Print exactly the lines from the one containing "tattoo in the photo above." through the last line of the listing, both included.

**Stored items**
■ ■ ■ ■ ■ ■ ■
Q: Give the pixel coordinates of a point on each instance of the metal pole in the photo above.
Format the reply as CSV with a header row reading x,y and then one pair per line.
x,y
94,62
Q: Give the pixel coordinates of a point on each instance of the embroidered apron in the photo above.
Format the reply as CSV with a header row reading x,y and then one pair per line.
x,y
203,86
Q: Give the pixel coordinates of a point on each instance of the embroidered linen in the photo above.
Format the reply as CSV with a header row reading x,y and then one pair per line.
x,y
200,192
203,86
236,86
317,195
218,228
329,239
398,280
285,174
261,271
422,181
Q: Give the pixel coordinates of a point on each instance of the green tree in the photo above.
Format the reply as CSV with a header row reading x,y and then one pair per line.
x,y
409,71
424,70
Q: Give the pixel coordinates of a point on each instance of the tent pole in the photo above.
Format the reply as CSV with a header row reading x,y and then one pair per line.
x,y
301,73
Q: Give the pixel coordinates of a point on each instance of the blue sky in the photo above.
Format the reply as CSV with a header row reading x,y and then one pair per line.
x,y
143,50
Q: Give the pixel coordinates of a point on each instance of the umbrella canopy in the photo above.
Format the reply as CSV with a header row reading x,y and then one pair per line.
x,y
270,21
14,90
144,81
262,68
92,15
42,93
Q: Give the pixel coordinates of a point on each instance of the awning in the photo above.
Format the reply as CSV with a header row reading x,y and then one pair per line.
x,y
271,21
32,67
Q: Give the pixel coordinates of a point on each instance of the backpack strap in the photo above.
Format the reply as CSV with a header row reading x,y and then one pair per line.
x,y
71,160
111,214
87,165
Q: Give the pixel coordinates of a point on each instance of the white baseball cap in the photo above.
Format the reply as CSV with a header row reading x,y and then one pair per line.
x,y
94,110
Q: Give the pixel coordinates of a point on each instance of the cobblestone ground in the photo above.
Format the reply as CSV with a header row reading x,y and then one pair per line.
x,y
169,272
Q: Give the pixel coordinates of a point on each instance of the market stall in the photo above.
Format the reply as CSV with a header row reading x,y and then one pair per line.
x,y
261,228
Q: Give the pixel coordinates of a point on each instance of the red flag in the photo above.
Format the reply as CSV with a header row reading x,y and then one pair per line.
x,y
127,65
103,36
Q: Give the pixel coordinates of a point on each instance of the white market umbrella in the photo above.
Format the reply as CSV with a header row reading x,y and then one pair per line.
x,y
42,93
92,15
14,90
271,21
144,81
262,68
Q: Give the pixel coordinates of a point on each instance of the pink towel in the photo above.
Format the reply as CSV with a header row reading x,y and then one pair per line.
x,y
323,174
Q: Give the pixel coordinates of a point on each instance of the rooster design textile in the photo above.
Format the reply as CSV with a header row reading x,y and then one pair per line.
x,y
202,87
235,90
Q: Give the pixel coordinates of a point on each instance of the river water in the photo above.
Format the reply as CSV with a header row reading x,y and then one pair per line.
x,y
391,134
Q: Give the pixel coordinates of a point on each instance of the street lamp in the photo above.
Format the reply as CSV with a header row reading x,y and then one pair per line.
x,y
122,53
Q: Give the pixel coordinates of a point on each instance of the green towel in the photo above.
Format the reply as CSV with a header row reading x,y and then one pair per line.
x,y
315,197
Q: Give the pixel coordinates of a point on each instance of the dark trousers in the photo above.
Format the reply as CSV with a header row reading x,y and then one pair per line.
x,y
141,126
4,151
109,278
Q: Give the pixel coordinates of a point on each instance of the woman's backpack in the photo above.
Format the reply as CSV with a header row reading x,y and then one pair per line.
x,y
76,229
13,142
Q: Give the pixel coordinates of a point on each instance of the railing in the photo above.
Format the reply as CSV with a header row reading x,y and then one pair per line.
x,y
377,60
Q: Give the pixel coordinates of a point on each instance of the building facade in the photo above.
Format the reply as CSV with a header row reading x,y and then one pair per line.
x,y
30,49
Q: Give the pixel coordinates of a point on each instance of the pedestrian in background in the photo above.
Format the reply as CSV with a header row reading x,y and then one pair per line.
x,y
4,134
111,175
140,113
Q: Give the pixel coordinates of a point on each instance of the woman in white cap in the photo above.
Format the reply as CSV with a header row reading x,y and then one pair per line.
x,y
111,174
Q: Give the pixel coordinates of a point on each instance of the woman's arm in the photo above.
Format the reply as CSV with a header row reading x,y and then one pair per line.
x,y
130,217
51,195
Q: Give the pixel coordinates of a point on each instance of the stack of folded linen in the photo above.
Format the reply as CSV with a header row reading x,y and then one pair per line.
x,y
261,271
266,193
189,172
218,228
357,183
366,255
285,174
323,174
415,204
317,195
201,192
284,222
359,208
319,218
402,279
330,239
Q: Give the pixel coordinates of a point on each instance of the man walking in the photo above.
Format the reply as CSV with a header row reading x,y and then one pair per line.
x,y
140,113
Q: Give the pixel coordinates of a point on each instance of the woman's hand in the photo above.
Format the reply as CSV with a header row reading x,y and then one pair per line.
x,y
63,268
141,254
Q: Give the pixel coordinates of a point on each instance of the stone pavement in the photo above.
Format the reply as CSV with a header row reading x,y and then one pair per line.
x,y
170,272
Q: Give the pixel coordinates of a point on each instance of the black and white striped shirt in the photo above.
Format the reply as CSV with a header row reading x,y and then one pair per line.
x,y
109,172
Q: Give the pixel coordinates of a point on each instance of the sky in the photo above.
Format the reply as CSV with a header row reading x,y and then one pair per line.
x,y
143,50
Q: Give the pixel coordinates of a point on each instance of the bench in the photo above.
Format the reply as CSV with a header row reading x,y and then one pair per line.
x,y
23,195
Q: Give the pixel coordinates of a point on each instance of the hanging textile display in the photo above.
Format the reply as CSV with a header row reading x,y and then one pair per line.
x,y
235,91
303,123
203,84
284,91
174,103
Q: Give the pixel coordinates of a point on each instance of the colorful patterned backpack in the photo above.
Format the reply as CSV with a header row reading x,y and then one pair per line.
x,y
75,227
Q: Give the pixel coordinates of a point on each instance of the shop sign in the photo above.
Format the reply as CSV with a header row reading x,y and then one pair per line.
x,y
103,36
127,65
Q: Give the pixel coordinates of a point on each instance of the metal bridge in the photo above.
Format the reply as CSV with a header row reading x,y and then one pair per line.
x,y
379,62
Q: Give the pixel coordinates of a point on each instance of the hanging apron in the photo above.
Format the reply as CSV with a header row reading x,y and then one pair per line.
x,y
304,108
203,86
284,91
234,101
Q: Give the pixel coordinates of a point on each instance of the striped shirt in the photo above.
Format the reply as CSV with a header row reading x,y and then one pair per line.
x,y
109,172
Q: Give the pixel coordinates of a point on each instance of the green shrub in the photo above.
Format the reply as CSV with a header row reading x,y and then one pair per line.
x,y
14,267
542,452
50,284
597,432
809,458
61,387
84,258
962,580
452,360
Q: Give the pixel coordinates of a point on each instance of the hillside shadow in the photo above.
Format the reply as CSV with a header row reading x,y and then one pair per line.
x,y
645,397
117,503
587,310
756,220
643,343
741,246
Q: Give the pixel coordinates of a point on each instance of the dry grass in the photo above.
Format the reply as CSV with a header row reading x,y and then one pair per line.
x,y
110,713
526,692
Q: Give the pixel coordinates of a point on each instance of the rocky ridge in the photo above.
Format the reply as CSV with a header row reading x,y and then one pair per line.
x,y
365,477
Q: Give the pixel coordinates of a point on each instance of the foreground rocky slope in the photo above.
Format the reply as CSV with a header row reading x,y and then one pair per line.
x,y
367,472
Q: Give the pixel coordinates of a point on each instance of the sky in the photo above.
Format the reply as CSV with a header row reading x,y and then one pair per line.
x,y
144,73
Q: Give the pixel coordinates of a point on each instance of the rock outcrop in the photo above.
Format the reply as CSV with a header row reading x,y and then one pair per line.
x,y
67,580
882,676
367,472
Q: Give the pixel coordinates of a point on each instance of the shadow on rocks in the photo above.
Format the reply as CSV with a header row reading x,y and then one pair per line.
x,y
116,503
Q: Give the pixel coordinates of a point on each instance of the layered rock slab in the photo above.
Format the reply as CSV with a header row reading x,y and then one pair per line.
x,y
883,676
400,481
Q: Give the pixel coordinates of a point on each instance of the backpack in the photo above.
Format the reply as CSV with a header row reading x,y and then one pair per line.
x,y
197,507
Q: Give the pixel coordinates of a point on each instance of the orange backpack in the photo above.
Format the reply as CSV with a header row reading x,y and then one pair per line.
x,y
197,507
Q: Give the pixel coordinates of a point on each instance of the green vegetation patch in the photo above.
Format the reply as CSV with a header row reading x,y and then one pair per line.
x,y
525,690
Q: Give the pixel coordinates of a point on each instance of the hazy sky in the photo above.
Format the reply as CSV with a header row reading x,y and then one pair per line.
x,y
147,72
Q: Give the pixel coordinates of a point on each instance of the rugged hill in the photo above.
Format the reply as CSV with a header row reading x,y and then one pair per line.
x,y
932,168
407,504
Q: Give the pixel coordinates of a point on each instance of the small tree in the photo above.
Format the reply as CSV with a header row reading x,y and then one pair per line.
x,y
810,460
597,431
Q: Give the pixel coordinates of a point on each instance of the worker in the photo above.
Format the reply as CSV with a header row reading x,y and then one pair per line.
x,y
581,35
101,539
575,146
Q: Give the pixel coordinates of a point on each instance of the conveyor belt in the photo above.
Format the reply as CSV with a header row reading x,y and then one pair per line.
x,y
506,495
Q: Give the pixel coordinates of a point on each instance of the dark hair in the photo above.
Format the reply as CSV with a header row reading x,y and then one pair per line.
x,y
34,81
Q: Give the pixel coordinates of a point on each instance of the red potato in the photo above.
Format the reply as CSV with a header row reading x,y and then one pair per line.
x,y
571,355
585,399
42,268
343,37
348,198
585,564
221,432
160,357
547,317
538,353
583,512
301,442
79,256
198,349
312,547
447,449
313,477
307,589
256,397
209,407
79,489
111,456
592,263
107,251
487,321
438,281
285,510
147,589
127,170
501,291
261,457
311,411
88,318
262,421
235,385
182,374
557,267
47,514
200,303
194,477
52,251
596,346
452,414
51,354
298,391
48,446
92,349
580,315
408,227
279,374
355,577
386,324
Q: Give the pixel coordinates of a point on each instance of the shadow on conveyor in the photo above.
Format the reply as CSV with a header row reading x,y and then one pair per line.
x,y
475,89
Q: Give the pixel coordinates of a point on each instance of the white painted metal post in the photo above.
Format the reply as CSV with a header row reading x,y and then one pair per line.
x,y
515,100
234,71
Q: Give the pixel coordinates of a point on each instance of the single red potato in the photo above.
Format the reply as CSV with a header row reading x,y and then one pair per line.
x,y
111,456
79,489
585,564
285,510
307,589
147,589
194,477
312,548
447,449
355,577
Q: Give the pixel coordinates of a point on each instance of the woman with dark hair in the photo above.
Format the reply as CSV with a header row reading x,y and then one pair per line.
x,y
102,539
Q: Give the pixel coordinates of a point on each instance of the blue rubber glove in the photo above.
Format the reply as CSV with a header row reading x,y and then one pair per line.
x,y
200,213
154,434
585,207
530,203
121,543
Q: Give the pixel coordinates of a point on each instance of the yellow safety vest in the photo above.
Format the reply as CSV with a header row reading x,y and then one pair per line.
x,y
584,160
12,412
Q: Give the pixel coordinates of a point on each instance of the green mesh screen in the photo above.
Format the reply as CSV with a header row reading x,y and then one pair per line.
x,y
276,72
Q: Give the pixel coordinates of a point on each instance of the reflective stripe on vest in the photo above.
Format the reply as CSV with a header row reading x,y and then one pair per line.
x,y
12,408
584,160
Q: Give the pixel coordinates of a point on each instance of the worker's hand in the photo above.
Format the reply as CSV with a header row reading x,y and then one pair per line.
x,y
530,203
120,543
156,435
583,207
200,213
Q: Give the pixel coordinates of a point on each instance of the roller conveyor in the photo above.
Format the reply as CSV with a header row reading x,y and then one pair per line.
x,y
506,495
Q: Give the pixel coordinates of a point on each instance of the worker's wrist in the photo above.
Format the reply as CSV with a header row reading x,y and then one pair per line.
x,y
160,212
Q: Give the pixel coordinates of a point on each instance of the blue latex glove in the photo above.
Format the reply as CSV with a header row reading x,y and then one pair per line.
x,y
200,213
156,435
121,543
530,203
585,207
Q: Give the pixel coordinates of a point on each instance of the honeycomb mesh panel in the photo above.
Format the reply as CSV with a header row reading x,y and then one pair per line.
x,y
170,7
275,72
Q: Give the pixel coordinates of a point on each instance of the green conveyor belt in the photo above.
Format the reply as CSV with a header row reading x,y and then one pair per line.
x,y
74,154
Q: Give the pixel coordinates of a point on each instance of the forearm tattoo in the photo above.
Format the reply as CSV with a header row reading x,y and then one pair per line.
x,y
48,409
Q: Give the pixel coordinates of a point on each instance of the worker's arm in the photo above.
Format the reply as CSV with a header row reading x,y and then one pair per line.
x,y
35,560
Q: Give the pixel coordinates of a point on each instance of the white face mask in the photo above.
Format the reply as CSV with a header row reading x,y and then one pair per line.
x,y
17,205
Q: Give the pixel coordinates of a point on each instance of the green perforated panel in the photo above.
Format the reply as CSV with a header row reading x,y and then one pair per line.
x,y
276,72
■ ■ ■ ■ ■ ■ ■
**Task result**
Q: Give the pixel coordinates of a point on each instance of the forearm tattoo in the photo above.
Format the reply as CSV with a header row reading x,y and then one pair per line.
x,y
48,409
Q: Give the pixel coordinates of a point on each instance of the worker's arm in the photo above.
Format the reply as CSV with a header row reading x,y and then one pair per line.
x,y
35,560
Q: Give the pixel coordinates of a point on each instance of the white face mask in the photo above.
Format the reply as CSV with a header row reading x,y and then one pair per line.
x,y
17,205
Q: Give the pixel coordinates of a point on each instance of the green perforated panel in the photo above.
Format the reply as CSV with a header row reading x,y and then one pair per line.
x,y
276,72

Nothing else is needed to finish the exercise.